→ Instructions for the task
Every record that follows must be returned word for word.

▼▼▼

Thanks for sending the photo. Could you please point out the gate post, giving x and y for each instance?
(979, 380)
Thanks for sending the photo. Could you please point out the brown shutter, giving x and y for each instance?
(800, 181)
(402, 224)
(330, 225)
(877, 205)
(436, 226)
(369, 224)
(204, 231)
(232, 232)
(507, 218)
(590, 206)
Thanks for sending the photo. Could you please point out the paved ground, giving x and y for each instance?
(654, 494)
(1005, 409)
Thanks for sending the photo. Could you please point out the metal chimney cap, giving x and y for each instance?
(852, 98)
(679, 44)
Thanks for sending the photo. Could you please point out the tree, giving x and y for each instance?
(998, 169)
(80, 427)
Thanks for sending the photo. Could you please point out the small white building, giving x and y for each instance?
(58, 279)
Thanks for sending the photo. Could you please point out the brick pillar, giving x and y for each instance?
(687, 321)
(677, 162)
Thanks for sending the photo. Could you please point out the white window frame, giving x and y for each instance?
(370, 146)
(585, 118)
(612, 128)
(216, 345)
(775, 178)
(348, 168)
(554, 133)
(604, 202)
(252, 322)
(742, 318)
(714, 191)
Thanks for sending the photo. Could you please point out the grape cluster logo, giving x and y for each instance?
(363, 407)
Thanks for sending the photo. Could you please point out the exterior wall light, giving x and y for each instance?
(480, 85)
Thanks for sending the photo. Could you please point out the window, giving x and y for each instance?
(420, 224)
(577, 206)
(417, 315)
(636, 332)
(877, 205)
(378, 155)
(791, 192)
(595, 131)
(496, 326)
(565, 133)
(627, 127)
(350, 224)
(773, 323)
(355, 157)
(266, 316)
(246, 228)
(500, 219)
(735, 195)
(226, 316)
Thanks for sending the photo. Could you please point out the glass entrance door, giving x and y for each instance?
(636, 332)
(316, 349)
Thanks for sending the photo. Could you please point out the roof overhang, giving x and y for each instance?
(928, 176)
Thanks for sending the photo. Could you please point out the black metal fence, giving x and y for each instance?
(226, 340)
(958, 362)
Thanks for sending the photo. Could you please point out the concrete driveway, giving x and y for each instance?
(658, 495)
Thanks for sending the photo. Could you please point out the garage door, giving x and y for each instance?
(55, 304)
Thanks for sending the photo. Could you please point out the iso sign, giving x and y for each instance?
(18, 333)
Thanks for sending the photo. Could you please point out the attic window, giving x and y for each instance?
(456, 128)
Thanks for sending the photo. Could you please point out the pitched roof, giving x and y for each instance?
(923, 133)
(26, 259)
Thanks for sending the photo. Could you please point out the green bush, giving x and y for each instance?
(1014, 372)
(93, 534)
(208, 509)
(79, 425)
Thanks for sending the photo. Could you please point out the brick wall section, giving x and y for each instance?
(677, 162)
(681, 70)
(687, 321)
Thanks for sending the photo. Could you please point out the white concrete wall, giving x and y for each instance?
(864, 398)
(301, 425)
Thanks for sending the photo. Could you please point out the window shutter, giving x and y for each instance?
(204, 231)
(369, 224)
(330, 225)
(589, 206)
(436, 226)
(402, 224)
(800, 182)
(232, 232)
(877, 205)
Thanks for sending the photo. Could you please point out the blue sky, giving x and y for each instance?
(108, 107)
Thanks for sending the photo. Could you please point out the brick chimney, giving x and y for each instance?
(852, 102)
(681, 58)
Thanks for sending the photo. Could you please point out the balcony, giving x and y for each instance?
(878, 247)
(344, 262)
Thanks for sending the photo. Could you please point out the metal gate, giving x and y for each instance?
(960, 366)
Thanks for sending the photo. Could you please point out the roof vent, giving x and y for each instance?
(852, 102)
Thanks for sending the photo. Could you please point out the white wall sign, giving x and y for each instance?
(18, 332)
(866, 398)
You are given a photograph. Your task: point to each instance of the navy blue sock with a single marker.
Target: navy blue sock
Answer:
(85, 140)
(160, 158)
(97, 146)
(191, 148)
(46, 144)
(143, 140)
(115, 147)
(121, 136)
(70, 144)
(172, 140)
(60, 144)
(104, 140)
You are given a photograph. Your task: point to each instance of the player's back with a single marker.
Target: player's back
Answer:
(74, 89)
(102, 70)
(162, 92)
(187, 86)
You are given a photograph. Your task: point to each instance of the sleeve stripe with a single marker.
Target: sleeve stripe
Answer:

▲▲▲

→ Result
Thanks for sending the photo. Could you please point out the gate post, giving x and y for each instance?
(979, 380)
Thanks for sending the photo. Could you please point out the brown shutter, giving x and y for each instance?
(800, 181)
(402, 224)
(330, 225)
(877, 205)
(436, 226)
(369, 224)
(204, 231)
(232, 232)
(507, 218)
(590, 206)
Thanks for sending the photo. Could you please point out the paved ground, giving x and y for each instance?
(654, 494)
(1005, 409)
Thanks for sending the photo. Could you please point out the metal chimney cap, giving x and y for each instance?
(852, 98)
(679, 44)
Thanks for sending the photo. Could you please point out the tree, giving x and y for each instance?
(998, 169)
(80, 427)
Thanks for sending the photo. Could you please point out the small white building, giving x and y for each instance?
(58, 279)
Thanks for sending the photo. Could you please point out the brick pillar, giving x and y for each instance?
(687, 321)
(677, 162)
Thanks for sending the photo. Could you please point out the white window frame, giving x and y for each instance?
(370, 146)
(585, 118)
(612, 128)
(216, 345)
(775, 178)
(348, 168)
(554, 133)
(604, 202)
(252, 322)
(742, 318)
(714, 191)
Thanks for sending the photo. Could you please point out the grape cluster logo, giving x and y for each instance?
(363, 407)
Thanks for sending the photo. Could you please point out the exterior wall light, giving x and y for each instance?
(480, 85)
Thanks for sending the photo. Could you please point out the window, giving x and y for each instance?
(420, 224)
(577, 206)
(417, 315)
(636, 332)
(877, 205)
(378, 155)
(791, 192)
(595, 131)
(496, 326)
(565, 133)
(627, 127)
(350, 224)
(773, 323)
(355, 157)
(266, 316)
(246, 228)
(500, 219)
(735, 195)
(226, 316)
Thanks for sending the photo. Could you please point out the glass entrance door, giving x and y for each instance?
(636, 332)
(316, 349)
Thanks for sending the photo. Could you please point out the roof overhang, giving x and y for each instance?
(928, 176)
Thanks for sending the photo. Could you please point out the black metal fence, giving x and y for each instance?
(226, 340)
(958, 362)
Thanks for sending the photo. Could you please point out the concrete driveway, giving x and y for each instance?
(658, 495)
Thanks for sending the photo. Could you please point out the garage door, giving x and y for each instance?
(55, 304)
Thanks for sending the photo. Could you please point out the iso sign, giving x and y for each instance?
(18, 333)
Thanks for sending the photo. Could you please point out the attic window, giving x and y for each instance?
(456, 128)
Thanks for sending the photo. Could you please point out the pitched roof, giving x and y for each instance?
(923, 133)
(26, 259)
Thanks for sending the photo. Could you please point out the green bush, giving x and y for each instance?
(1014, 372)
(93, 534)
(208, 509)
(79, 425)
Thanks for sending the photo. Could you please point out the brick wall section, giving x and y for each instance?
(677, 162)
(681, 70)
(687, 321)
Thanks for sending the photo. Could you please point out the white concrete wall, giving x and y for each instance?
(864, 398)
(301, 425)
Thanks for sending the photo. Could you please point out the window shutter, giving x and y for each instance?
(204, 231)
(369, 224)
(330, 225)
(589, 206)
(436, 226)
(402, 224)
(800, 182)
(232, 232)
(877, 205)
Thanks for sending the photo. Could you please point out the blue sky, giving x and y for each instance?
(108, 107)
Thanks for sending the photo. Could you please point out the brick chimney, giving x and y for each instance?
(852, 102)
(681, 58)
Thanks for sending the photo. Could you please point out the balcony, giving x and y for each instance?
(878, 247)
(344, 262)
Thanks for sending the photo. Could you please point out the metal gate, giving x and y for each instance?
(960, 366)
Thanks for sending the photo. Could you please point out the roof vent, giving x and y for each instance?
(852, 102)
Thanks for sending the photo. Could you please point out the white wall sign, giving x and y for each instance?
(18, 332)
(866, 398)
You are given a photograph. Your task: point to each instance of the navy blue sock with a single marker.
Target: navy blue sock
Answer:
(85, 140)
(160, 158)
(97, 146)
(191, 148)
(46, 144)
(143, 140)
(115, 147)
(121, 136)
(70, 144)
(172, 140)
(60, 144)
(104, 140)
You are given a photograph. Your task: point to each instance of the player's back with a single marker.
Target: player's back
Answer:
(74, 89)
(102, 70)
(162, 92)
(187, 86)
You are given a photograph. Your task: point to each instance of the sleeve stripe with a single marker.
Target: sleeve stripe
Answer:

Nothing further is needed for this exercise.